_Objective_
From the material below, pick out and copy every line that contains the word "house". Matching is case-sensitive.

_Task input_
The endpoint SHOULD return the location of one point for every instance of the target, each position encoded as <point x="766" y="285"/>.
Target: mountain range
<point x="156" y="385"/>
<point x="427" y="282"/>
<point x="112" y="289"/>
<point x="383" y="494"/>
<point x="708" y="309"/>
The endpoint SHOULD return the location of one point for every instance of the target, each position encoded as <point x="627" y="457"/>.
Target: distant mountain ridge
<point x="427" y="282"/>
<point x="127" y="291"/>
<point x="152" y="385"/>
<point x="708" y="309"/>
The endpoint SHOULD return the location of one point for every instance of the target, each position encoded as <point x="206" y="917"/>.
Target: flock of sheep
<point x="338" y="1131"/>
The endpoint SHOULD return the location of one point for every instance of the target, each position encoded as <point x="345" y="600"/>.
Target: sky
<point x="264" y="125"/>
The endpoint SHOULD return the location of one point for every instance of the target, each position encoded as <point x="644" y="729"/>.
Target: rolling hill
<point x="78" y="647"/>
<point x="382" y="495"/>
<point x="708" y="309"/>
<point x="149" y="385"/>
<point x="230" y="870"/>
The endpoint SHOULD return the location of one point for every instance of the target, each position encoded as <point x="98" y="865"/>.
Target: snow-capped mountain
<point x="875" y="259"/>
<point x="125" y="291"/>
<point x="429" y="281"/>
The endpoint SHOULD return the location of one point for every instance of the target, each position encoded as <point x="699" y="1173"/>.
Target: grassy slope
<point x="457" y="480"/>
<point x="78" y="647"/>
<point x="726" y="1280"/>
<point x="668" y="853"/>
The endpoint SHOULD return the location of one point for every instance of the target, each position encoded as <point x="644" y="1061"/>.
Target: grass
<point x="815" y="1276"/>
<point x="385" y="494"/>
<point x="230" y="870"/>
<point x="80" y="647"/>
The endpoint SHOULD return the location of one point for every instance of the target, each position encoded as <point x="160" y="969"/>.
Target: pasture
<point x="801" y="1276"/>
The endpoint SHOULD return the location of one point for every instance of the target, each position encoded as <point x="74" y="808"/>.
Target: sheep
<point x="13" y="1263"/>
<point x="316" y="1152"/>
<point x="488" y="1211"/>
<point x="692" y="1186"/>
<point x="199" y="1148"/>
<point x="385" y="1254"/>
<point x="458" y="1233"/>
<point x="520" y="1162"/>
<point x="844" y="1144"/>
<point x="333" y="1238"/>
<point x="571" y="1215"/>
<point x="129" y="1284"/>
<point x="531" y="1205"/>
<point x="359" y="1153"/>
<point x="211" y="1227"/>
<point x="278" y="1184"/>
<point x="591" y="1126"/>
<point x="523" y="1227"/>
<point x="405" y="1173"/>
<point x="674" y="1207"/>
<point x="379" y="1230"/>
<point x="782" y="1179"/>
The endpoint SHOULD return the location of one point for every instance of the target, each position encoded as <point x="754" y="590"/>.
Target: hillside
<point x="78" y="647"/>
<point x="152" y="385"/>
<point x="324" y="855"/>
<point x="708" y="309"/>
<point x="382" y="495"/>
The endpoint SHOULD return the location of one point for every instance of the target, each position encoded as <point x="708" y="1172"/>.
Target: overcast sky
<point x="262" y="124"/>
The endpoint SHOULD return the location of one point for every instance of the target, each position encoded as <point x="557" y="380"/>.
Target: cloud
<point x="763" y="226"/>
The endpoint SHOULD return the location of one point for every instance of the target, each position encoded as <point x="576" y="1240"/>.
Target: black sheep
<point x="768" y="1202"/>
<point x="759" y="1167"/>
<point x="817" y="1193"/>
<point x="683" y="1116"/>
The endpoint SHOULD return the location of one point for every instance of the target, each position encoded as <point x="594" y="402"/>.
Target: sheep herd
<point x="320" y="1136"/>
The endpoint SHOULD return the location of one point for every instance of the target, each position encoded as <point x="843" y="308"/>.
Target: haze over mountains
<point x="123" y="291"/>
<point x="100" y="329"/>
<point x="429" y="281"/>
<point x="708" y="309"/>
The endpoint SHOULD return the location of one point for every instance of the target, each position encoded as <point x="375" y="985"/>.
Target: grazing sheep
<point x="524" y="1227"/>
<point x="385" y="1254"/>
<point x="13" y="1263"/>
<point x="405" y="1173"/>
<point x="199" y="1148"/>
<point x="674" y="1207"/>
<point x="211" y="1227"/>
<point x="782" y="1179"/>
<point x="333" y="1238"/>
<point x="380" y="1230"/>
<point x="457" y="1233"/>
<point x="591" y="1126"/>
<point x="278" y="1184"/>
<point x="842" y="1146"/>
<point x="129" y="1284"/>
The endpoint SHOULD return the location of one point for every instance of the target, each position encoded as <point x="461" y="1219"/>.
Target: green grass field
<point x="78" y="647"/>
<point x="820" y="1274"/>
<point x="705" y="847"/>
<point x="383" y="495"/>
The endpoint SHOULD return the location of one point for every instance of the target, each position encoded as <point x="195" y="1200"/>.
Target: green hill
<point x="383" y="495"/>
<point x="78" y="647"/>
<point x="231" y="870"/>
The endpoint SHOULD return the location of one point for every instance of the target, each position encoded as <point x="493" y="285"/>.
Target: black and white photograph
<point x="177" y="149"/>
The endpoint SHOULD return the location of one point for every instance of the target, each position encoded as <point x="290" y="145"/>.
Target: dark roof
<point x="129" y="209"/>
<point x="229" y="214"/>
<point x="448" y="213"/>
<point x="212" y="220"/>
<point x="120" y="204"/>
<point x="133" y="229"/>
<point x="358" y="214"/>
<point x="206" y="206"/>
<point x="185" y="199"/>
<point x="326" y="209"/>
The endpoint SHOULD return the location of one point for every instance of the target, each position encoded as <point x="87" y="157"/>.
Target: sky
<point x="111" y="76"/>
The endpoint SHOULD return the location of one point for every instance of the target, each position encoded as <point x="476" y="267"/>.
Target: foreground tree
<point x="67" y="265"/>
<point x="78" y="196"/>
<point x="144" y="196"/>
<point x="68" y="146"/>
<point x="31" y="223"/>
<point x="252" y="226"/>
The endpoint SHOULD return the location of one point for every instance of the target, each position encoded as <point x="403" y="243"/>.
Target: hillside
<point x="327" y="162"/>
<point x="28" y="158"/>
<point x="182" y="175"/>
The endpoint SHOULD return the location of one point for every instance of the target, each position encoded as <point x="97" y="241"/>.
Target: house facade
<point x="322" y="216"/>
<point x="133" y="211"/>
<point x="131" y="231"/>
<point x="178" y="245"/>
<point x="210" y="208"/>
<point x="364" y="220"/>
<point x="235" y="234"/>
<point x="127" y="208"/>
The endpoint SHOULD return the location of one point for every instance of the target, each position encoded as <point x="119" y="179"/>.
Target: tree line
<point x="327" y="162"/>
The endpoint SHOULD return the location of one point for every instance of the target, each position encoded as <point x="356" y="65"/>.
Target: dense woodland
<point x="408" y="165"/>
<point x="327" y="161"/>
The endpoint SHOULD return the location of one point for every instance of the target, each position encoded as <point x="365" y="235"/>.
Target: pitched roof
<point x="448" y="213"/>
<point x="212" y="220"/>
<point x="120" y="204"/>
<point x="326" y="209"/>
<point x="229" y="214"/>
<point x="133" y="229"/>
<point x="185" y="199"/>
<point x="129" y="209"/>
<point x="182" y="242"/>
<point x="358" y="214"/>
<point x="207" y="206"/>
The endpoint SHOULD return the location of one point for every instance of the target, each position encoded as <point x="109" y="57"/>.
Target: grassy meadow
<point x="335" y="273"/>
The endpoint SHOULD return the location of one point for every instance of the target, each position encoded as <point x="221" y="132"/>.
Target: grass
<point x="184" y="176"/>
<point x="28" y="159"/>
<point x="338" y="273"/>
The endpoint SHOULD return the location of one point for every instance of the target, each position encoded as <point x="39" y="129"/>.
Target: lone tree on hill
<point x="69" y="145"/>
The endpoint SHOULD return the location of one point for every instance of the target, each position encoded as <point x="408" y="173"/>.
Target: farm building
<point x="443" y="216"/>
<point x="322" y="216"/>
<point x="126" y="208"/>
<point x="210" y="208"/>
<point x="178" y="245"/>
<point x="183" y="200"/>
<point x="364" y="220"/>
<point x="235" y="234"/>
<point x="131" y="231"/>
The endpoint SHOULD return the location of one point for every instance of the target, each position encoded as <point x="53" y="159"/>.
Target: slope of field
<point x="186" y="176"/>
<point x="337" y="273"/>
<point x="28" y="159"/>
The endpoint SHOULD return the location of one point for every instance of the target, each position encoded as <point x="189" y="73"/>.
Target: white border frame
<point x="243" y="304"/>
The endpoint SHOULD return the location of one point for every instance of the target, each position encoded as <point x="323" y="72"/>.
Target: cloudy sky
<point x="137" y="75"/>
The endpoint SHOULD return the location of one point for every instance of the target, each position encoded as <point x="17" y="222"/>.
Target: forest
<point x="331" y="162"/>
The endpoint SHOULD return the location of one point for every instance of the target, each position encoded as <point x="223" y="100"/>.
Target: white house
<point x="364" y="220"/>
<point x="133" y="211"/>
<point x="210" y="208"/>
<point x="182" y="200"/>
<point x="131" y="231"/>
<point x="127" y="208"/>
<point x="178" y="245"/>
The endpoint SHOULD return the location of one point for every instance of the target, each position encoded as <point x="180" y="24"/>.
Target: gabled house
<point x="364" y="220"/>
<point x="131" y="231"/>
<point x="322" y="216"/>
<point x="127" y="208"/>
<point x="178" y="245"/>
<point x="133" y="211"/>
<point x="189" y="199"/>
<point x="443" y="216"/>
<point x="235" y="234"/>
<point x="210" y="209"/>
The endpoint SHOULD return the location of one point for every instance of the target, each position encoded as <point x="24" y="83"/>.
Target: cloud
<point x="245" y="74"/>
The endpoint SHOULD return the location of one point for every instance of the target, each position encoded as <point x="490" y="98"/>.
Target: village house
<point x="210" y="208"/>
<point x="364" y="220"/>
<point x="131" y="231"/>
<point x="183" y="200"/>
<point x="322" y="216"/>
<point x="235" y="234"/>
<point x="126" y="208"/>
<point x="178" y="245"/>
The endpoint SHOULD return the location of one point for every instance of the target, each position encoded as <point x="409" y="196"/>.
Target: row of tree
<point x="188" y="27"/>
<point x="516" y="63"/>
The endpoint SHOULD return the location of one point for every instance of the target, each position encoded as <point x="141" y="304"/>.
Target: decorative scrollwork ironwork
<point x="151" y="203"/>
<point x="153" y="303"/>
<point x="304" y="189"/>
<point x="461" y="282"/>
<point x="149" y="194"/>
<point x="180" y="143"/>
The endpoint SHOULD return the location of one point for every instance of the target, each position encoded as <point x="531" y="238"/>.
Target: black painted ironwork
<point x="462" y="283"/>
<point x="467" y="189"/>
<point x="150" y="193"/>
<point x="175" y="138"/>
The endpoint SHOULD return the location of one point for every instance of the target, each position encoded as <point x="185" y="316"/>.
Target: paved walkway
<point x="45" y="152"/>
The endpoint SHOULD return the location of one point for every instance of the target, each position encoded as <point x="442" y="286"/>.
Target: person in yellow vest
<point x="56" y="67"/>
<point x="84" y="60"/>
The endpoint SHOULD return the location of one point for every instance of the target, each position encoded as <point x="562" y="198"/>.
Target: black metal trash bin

_Solution to this problem_
Target: house facade
Target: white house
Target: gabled house
Target: village house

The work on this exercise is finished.